==== Página ====
La excesiva desigualdad social emponzoña la pobreza
La distribución local de la renta sigue generando una pobreza que lleva aparejada la exclusión social y acentúa los contrastes entre ricos y pobres, como en toda América Latina
Por: Minerva Isa/ Periódico HOY
No somos ya un país descalzo. Y aunque por la extrema desigualdad unos lleven zapatos de marcas exclusivas y otros de medio uso, comprados en regueras, lo cierto es que salvo algún muchachito de esos que desandan las calles en su diario entrenamiento en la escuela del delito, no vemos pies al aire. ¡Todos estamos calzados! Pero mientras caminamos miramos con recelo a uno y otro lado, atemorizados, espantándonos hasta de nuestra sombra. ¿Qué ha ocurrido?.
Al caminar asoman signos de ostentosa riqueza, de provocadora opulencia, vemos el dinero correr sobre ruedas en yipetas de lujo, tomar alturas en torres y elevados, extenderse por plazas comerciales con seductoras ofertas que pretenden saciar la voracidad de un consumismo enloquecedor que nos hace perder valores, vivir estresados, ansiosos, frustrados.
Exclusión y violencia. La distribución de la renta sigue generando una pobreza que lleva aparejada la exclusión social, acentúa los contrastes entre ricos y pobres, como en toda América Latina, la región más desigual pero también la más violenta, aunque despierta esperanzas Brasil, adonde Lula arremetió contra la pobreza. Y conforta la sencillez de Mujica, presidente de Uruguay, que en estos tiempos de ostentación prosigue su vida con modestos bienes.
Al repartir las riquezas, en República Dominicana persisten las asimetrías de tiempos pretéritos, con la diferencia de que antes la población no tenía las expectativas sociales que hoy perviven en todos los estratos de la sociedad, induciendo a acciones ilícitas que engendran violencia.
La corrupción, el robo impune al Estado cobra ribetes insospechados, desbordan la delincuencia y la prostitución, el tráfico y consumo de drogas. El narcotráfico, con un alto grado de conexión con la economía formal a través del lavado de activos, se cuela por los resquicios de las ansias de poder, de tener y de placer que compulsivamente lleva a delinquir a personas de clase alta, media y baja. Encuentra un caldo de cultivo en la pobreza, penetrando en un marco de desigualdades sociales, de desintegración familiar.
¿Qué ha sucedido? Más de una vez nos lo advirtieron, pero rehusamos oír, negativa que también es parte del hechizo. Hemos cambiado, deslumbrados por modelos de éxito que fundamentan la felicidad en el tener y el placer.
Vivimos seducidos por el estilo de vida de los ricos, arrobados ante el lujo y el confort, los vehículos y apartamentos de lujo, viajes, fiestas, espectáculos, resort. Y si no accedemos a esos bienes y servicios, nos sentimos frustrados, ansiosos, violentos.
¿Qué ha sucedido?, nos preguntamos unos a otros cuando a diario estalla la violencia dentro y fuera del hogar. Homicidos, feminicidios, asaltos y robos que no respetan templos, tarjas, puentes ni hidrantes.
====
- _Tareas_
[1] Indica si cada afirmación coincide con el artículo sobre la desigualdad, respondiendo sí o no y citando las palabras del artículo que lo deciden. (a) En el país todavía se ve a mucha gente descalza. (b) Mujica, presidente de Uruguay, sigue viviendo con bienes modestos. (c) Antes la población tenía las mismas expectativas sociales que hoy.
[2] Prolonga el artículo sobre la desigualdad a partir del punto en que se detiene.
==== Filas guardadas ====
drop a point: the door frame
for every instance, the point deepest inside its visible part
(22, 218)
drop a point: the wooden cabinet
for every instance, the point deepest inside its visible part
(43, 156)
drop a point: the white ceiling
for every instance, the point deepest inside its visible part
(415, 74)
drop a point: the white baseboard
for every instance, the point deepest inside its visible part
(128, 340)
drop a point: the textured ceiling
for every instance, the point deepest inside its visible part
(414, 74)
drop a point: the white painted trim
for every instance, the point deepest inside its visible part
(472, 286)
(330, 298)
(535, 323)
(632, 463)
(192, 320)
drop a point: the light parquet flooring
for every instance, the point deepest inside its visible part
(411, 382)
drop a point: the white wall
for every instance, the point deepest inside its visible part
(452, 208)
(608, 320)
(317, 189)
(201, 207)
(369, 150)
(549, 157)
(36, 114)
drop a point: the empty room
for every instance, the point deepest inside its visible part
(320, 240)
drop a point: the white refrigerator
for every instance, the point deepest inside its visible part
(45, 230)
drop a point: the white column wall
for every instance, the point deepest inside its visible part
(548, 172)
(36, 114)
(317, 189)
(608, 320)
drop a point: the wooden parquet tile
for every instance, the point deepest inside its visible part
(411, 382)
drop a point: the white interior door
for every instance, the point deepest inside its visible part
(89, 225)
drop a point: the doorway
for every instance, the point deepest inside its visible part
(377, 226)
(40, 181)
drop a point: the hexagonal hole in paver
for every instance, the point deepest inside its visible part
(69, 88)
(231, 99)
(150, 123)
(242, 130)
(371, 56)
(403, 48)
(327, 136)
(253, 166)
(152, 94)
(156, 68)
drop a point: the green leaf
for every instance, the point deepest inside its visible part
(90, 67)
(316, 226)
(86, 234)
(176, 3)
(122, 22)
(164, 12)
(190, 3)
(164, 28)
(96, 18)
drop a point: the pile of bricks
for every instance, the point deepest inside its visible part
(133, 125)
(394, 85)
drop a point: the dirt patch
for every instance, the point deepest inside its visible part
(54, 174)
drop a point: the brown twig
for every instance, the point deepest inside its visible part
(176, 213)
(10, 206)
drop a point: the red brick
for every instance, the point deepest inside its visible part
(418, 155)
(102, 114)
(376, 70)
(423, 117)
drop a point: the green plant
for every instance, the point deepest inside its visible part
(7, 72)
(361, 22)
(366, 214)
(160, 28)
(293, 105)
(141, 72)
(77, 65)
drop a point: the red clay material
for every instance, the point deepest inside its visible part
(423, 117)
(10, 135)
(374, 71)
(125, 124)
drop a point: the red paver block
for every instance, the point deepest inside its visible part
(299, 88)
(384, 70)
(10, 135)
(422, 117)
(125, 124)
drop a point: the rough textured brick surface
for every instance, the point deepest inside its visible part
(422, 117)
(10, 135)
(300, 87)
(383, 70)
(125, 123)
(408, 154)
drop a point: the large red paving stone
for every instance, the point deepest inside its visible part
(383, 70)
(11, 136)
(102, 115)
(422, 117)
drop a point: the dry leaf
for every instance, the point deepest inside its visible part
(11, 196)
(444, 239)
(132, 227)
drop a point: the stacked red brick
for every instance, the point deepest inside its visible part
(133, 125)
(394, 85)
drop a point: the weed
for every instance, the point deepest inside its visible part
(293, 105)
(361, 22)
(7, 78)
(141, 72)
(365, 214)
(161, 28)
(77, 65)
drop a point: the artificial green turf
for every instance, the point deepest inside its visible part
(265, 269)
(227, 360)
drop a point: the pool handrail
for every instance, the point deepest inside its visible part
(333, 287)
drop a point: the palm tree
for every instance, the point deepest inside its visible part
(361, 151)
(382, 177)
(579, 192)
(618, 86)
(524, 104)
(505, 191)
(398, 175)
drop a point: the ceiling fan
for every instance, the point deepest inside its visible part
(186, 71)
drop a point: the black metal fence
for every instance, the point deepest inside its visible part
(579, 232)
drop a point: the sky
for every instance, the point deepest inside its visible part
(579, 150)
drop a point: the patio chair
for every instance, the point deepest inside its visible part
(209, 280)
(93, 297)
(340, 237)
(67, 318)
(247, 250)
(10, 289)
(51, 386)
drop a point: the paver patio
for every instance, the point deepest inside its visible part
====
- _Respuestas_
[1]
(a) No: "no vemos pies al aire. ¡Todos estamos calzados!"
(b) Sí: "prosigue su vida con modestos bienes."
(c) No: "antes la población no tenía las expectativas sociales que hoy perviven en todos los estratos de la sociedad"

[2]
Personas de diferentes estratos se insertan a redes mafiosas, caen en ajustes de cuentas, los barrios quedan ensangrentados con la gran cantidad de jóvenes, de presuntos o reales delincuentes acribillados día tras día por la brutal represión policial.
Impacto en los pobres. Todos estamos calzados, ni siquiera vamos zapatos en manos como los abuelos campesinos para no estropearlos, o quizás para dar un respiro a sus pies negados a andar enjaulados. Calzados hay, comprados en el mercado de pulgas, que prospera en un país con tanta gente que calza y viste de medio uso pese al relumbrón del crecimiento económico. Al caminar vemos por doquier los símbolos de la desigualdad. Los pobres se deslumbran con la opulencia. Conscientes de la falta de oportunidades, de movilidad social por el estudio y el trabajo, muchos se resignan, impotentes en su pobreza de caminos cerrados.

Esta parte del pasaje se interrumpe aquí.